GIVEN RECORDS:

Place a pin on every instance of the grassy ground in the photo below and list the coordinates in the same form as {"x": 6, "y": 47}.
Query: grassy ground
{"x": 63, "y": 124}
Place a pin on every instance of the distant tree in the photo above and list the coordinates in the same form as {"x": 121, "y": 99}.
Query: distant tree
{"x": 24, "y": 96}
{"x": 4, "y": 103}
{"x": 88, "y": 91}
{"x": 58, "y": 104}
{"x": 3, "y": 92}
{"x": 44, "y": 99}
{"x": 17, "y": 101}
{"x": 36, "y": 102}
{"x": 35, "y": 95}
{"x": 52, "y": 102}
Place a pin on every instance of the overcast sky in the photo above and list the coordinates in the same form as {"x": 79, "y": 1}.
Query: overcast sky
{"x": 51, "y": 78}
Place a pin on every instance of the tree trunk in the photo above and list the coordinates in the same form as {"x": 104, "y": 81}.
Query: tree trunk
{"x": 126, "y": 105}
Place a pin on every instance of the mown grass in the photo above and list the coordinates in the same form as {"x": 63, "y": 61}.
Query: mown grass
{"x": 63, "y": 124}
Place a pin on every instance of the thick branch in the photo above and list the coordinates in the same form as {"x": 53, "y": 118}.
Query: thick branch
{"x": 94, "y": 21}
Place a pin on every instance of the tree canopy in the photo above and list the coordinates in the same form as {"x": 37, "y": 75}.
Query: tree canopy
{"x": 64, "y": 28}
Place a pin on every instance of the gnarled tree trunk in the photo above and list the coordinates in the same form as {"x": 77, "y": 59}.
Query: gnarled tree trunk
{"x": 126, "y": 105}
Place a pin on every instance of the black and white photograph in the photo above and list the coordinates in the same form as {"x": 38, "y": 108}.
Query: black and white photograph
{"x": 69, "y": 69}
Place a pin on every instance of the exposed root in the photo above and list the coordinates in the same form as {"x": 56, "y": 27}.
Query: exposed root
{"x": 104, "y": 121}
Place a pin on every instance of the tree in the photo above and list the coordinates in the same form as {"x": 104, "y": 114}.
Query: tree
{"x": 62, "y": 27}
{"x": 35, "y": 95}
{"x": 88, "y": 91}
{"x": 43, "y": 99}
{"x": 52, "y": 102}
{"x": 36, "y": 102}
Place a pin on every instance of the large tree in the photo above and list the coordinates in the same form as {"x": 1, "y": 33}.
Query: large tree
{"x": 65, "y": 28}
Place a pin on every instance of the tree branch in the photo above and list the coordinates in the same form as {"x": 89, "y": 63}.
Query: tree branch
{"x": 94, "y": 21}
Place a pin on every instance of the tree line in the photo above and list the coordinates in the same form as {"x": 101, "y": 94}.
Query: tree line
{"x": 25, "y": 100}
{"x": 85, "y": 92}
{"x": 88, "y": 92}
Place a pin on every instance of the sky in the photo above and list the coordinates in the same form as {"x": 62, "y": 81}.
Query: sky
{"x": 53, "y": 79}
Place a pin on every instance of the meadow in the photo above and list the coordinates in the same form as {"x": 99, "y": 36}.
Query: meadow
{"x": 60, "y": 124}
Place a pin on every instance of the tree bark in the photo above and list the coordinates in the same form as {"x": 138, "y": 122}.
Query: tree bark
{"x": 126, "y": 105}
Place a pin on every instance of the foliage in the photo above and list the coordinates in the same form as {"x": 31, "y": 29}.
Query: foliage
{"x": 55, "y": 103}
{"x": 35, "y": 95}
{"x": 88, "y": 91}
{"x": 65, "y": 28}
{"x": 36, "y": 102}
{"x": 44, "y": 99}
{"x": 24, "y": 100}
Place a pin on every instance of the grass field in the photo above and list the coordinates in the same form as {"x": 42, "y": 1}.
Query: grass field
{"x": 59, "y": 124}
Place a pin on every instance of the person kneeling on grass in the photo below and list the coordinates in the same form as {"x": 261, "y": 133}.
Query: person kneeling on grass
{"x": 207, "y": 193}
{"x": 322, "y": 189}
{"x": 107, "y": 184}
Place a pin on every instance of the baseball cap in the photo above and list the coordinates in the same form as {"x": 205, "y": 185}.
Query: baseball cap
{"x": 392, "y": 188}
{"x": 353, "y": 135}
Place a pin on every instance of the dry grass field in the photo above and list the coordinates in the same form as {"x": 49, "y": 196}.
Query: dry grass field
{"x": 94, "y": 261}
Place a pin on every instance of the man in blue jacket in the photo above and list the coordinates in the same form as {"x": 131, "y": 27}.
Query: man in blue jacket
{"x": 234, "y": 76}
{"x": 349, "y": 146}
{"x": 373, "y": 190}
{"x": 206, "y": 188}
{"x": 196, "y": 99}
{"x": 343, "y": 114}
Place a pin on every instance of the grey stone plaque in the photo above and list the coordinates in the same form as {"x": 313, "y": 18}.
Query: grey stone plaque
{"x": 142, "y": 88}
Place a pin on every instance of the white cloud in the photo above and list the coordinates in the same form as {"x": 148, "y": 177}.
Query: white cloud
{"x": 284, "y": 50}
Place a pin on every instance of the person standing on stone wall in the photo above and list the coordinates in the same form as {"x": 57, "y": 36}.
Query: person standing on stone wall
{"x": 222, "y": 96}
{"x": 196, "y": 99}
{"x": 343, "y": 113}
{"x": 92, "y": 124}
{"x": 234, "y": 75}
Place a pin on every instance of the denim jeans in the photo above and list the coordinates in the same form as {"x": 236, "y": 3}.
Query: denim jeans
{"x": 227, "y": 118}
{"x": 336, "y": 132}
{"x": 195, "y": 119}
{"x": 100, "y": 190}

TASK REQUIREMENTS:
Give all of the rows above as a numbered list, leaving out any blank lines.

THE REPLY:
1. Place a pin on every instance of the grassy ground in the photo below and list the coordinates in the same form as {"x": 6, "y": 47}.
2. Query: grassy ground
3. {"x": 63, "y": 124}
4. Place a pin on every instance of the distant tree in the photo above and list the coordinates in the same form as {"x": 121, "y": 99}.
5. Query: distant tree
6. {"x": 24, "y": 96}
7. {"x": 4, "y": 103}
8. {"x": 88, "y": 91}
9. {"x": 58, "y": 104}
10. {"x": 3, "y": 92}
11. {"x": 44, "y": 99}
12. {"x": 17, "y": 101}
13. {"x": 36, "y": 102}
14. {"x": 35, "y": 95}
15. {"x": 52, "y": 102}
16. Place a pin on every instance of the overcast sky in the photo above and list the coordinates in the same form as {"x": 79, "y": 1}.
17. Query: overcast sky
18. {"x": 51, "y": 78}
19. Place a pin on every instance of the tree trunk in the photo above and list the coordinates in the same form as {"x": 104, "y": 81}.
20. Query: tree trunk
21. {"x": 126, "y": 105}
22. Place a pin on every instance of the mown grass in the photo above and list the coordinates in the same form as {"x": 63, "y": 61}.
23. Query: mown grass
24. {"x": 63, "y": 124}
25. Place a pin on every instance of the thick branch in the photo above and list the coordinates in the same form as {"x": 53, "y": 118}.
26. Query: thick branch
27. {"x": 94, "y": 21}
28. Place a pin on every instance of the tree canopy in the photo above and list the coordinates in the same form as {"x": 37, "y": 75}.
29. Query: tree canopy
30. {"x": 64, "y": 28}
31. Place a pin on every instance of the gnarled tree trunk in the photo above and list the coordinates in the same form as {"x": 77, "y": 59}.
32. Query: gnarled tree trunk
33. {"x": 126, "y": 105}
34. Place a pin on every instance of the black and white photograph in the photo above and list the coordinates in the same form as {"x": 38, "y": 108}.
35. Query: black and white photograph
36. {"x": 69, "y": 69}
37. Place a pin on every instance of the exposed root in the photo above and list the coordinates in the same form as {"x": 56, "y": 27}.
38. Query: exposed root
39. {"x": 104, "y": 121}
40. Place a pin on every instance of the tree in the photo above and list the coordinates in the same form as {"x": 104, "y": 114}.
41. Query: tree
42. {"x": 62, "y": 27}
43. {"x": 35, "y": 95}
44. {"x": 88, "y": 91}
45. {"x": 43, "y": 99}
46. {"x": 52, "y": 102}
47. {"x": 36, "y": 102}
48. Place a pin on every instance of the large tree in the photo above and list the coordinates in the same form as {"x": 1, "y": 33}.
49. Query: large tree
50. {"x": 65, "y": 28}
51. Place a pin on every instance of the tree branch in the photo above and list the coordinates in the same form as {"x": 89, "y": 63}.
52. Query: tree branch
53. {"x": 94, "y": 21}
54. Place a pin on every instance of the tree line in the photo above and list the coordinates in the same form as {"x": 101, "y": 94}.
55. Query: tree line
56. {"x": 25, "y": 100}
57. {"x": 85, "y": 92}
58. {"x": 88, "y": 92}
59. Place a pin on every instance of the sky in the photo above and list the coordinates in the same form as {"x": 62, "y": 81}.
60. Query: sky
61. {"x": 53, "y": 79}
62. Place a pin on every instance of the meadow in the photo above and list the coordinates in the same form as {"x": 99, "y": 36}.
63. Query: meadow
64. {"x": 60, "y": 124}
65. Place a pin on every instance of the tree bark in the photo above and list the coordinates in the same form as {"x": 138, "y": 122}.
66. Query: tree bark
67. {"x": 126, "y": 105}
68. Place a pin on every instance of the foliage in the photo above and list the coordinates in the same form as {"x": 31, "y": 29}.
69. Query: foliage
70. {"x": 55, "y": 103}
71. {"x": 35, "y": 95}
72. {"x": 88, "y": 91}
73. {"x": 65, "y": 28}
74. {"x": 36, "y": 102}
75. {"x": 44, "y": 99}
76. {"x": 24, "y": 100}
77. Place a pin on every instance of the grass field in the photo above and list the coordinates in the same form as {"x": 42, "y": 1}.
78. Query: grass field
79. {"x": 59, "y": 124}
80. Place a pin on every instance of the person kneeling on grass in the photo below and list the coordinates in the same form as {"x": 261, "y": 133}.
81. Query: person kneeling on grass
82. {"x": 207, "y": 193}
83. {"x": 322, "y": 189}
84. {"x": 107, "y": 184}
85. Place a pin on every instance of the baseball cap in the photo above and list the coordinates in the same form as {"x": 205, "y": 185}.
86. Query: baseball cap
87. {"x": 392, "y": 188}
88. {"x": 353, "y": 135}
89. Place a pin on every instance of the dry grass field in the photo above and list the coordinates in the same form as {"x": 49, "y": 196}.
90. Query: dry grass field
91. {"x": 94, "y": 261}
92. Place a pin on every instance of the man in blue jacket in the photo above and list the coordinates in the same form as {"x": 131, "y": 27}.
93. Query: man in blue jacket
94. {"x": 234, "y": 76}
95. {"x": 349, "y": 146}
96. {"x": 373, "y": 190}
97. {"x": 206, "y": 188}
98. {"x": 196, "y": 99}
99. {"x": 343, "y": 114}
100. Place a pin on every instance of the grey stone plaque in the photo above and list the coordinates in the same form as {"x": 313, "y": 18}.
101. Query: grey stone plaque
102. {"x": 142, "y": 88}
103. Place a pin on every instance of the white cloud in the photo above and list the coordinates in the same form as {"x": 148, "y": 177}.
104. Query: white cloud
105. {"x": 284, "y": 50}
106. Place a pin on every instance of the person standing on stone wall in the photo above and list the coordinates in the same form as {"x": 57, "y": 36}.
107. Query: person standing on stone wall
108. {"x": 222, "y": 96}
109. {"x": 196, "y": 99}
110. {"x": 343, "y": 113}
111. {"x": 92, "y": 124}
112. {"x": 234, "y": 75}
113. Place a pin on every instance of the denim jeans in the photo above and list the coordinates in the same form as {"x": 236, "y": 3}.
114. Query: denim jeans
115. {"x": 227, "y": 118}
116. {"x": 336, "y": 132}
117. {"x": 195, "y": 119}
118. {"x": 100, "y": 190}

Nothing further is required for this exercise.